» GIVEN PROBLEM
No images are to be carried over; print all other material exactly as it stands.

※ ※ ※

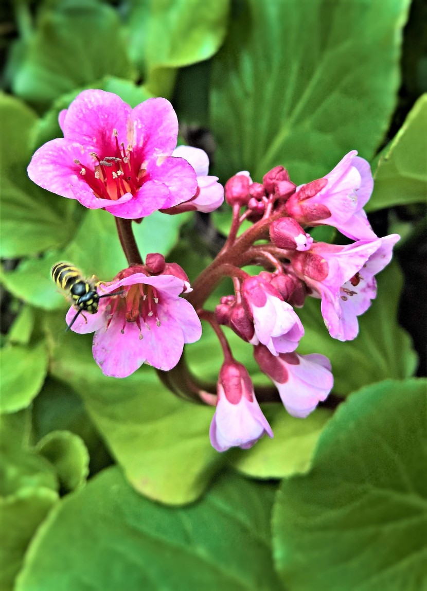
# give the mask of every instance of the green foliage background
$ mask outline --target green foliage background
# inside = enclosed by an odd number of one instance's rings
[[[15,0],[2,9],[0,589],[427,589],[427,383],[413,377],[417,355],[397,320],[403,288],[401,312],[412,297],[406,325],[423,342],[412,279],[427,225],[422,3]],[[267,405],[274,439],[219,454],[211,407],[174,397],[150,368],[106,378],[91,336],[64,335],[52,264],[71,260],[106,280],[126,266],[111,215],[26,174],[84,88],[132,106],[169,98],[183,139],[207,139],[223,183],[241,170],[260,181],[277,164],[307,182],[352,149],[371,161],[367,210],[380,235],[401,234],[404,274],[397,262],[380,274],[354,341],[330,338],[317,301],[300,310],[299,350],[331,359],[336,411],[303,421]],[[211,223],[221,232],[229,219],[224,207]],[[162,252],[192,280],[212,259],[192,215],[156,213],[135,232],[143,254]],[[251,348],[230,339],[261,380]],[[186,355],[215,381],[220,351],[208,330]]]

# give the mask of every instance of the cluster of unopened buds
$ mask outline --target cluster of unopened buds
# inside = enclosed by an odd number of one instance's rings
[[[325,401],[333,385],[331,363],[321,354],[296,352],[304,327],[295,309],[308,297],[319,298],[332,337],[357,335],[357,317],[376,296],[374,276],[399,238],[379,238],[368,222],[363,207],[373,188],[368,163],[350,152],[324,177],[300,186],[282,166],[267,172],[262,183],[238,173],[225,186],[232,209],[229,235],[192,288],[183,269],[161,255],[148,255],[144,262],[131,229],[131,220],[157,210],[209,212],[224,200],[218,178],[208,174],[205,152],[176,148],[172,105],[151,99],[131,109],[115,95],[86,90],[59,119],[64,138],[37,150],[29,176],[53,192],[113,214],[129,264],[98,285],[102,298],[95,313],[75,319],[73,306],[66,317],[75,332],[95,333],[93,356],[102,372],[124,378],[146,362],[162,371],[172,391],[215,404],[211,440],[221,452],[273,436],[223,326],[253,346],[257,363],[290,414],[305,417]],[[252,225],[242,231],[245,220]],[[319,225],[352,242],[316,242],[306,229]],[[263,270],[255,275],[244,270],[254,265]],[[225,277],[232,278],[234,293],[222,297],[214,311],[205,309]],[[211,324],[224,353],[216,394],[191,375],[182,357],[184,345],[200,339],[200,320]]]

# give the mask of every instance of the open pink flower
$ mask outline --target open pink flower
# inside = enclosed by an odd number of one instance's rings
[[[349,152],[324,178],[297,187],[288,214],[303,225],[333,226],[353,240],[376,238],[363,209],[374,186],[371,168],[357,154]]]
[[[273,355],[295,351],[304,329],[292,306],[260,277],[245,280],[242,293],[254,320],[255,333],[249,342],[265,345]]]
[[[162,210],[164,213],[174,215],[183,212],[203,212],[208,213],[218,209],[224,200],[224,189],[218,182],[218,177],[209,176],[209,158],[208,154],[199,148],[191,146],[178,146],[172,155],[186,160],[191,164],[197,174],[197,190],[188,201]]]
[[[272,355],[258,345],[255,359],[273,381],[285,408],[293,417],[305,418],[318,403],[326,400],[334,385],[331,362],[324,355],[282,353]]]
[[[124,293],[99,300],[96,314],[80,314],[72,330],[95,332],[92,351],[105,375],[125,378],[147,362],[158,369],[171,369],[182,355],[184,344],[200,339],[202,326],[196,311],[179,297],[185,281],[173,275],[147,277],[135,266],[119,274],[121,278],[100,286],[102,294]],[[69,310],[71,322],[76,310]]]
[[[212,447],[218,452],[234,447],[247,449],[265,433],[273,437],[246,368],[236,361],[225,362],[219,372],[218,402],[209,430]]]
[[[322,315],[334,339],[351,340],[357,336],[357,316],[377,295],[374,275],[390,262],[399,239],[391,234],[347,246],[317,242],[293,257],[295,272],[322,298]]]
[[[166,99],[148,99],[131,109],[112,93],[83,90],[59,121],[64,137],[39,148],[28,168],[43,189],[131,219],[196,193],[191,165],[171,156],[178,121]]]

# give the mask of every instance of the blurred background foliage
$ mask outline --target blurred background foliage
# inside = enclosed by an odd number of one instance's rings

※ ※ ※

» RESULT BELOW
# give the mask of every instance of the green foliage background
$ mask outline --target green foliage background
# inside = enclosed by an odd number of one instance's rings
[[[15,0],[2,9],[0,589],[427,589],[427,383],[413,377],[417,355],[397,320],[403,288],[401,312],[412,297],[406,325],[423,342],[412,279],[427,225],[422,3]],[[267,405],[274,439],[219,454],[211,407],[174,397],[150,368],[106,378],[91,336],[64,335],[52,264],[71,260],[106,280],[126,266],[111,215],[26,174],[84,88],[132,106],[169,98],[183,139],[207,139],[223,183],[241,170],[260,181],[277,164],[307,182],[352,149],[371,161],[367,210],[380,235],[401,234],[404,274],[397,262],[380,274],[354,341],[330,338],[317,301],[300,310],[299,350],[331,359],[336,411],[303,421]],[[211,223],[221,232],[229,219],[224,207]],[[162,252],[192,280],[212,259],[192,215],[156,213],[135,232],[143,254]],[[251,348],[230,339],[261,380]],[[186,355],[215,381],[220,351],[208,330]]]

# give the mask of every instance of the cluster of unopened buds
$ mask outline --target cluster of unopened buds
# inside = enclosed by an odd number of one instance's rings
[[[325,401],[333,385],[331,363],[321,354],[296,352],[304,327],[295,309],[308,297],[319,298],[332,337],[357,335],[357,317],[376,296],[374,276],[399,238],[379,238],[368,222],[363,207],[373,188],[368,163],[350,152],[324,177],[300,186],[282,166],[267,172],[262,183],[238,173],[225,186],[232,209],[229,235],[192,288],[183,269],[161,255],[148,255],[144,262],[131,229],[131,220],[157,210],[209,212],[224,200],[218,178],[208,174],[205,152],[176,148],[172,105],[151,99],[131,109],[115,95],[86,90],[59,119],[64,138],[37,150],[29,176],[53,192],[113,214],[129,264],[98,285],[102,298],[95,313],[75,319],[73,306],[66,317],[75,332],[95,333],[93,356],[102,372],[124,378],[146,362],[162,371],[172,391],[215,404],[211,440],[221,452],[273,436],[223,326],[253,346],[257,363],[290,414],[305,417]],[[252,225],[242,231],[245,220]],[[319,225],[352,242],[316,242],[306,229]],[[263,270],[255,275],[244,270],[254,265]],[[225,277],[232,278],[234,293],[222,297],[214,311],[205,309]],[[211,324],[224,353],[216,394],[191,375],[182,357],[184,345],[200,339],[200,320]]]

# give the mask of every instance of the open pink flower
$ mask outline --target open pink flower
# inside = enclosed by an odd number of one instance's rings
[[[349,152],[324,178],[297,187],[288,214],[303,225],[333,226],[353,240],[376,238],[363,209],[374,186],[371,168],[357,154]]]
[[[273,355],[295,351],[304,329],[292,306],[260,277],[245,280],[242,293],[254,320],[255,333],[249,342],[265,345]]]
[[[162,210],[164,213],[174,215],[183,212],[203,212],[208,213],[218,209],[224,200],[224,189],[218,182],[218,177],[209,176],[209,158],[208,154],[199,148],[191,146],[178,146],[172,155],[186,160],[191,164],[197,174],[197,190],[188,201]]]
[[[272,355],[258,345],[255,359],[273,381],[285,408],[293,417],[305,418],[318,403],[326,400],[334,385],[331,362],[324,355],[282,353]]]
[[[124,293],[99,300],[96,314],[80,314],[72,330],[95,332],[92,351],[105,375],[125,378],[147,362],[158,369],[171,369],[182,355],[184,344],[200,339],[202,326],[196,311],[179,297],[185,281],[173,275],[147,277],[135,266],[119,274],[121,278],[100,286],[102,294]],[[69,310],[71,322],[76,310]]]
[[[212,447],[218,452],[234,447],[247,449],[265,433],[273,437],[246,368],[236,361],[225,362],[219,372],[218,402],[209,430]]]
[[[322,315],[334,339],[351,340],[357,336],[357,316],[377,295],[374,275],[390,262],[399,239],[391,234],[347,246],[317,242],[293,257],[295,272],[322,298]]]
[[[166,99],[148,99],[131,109],[112,93],[83,90],[59,121],[64,137],[39,148],[28,168],[43,189],[131,219],[196,193],[191,165],[171,156],[178,121]]]

# give the mask of every instance of the blurred background foliage
$ mask outline --target blurred background foliage
# inside = enclosed by an odd number of one instance's rings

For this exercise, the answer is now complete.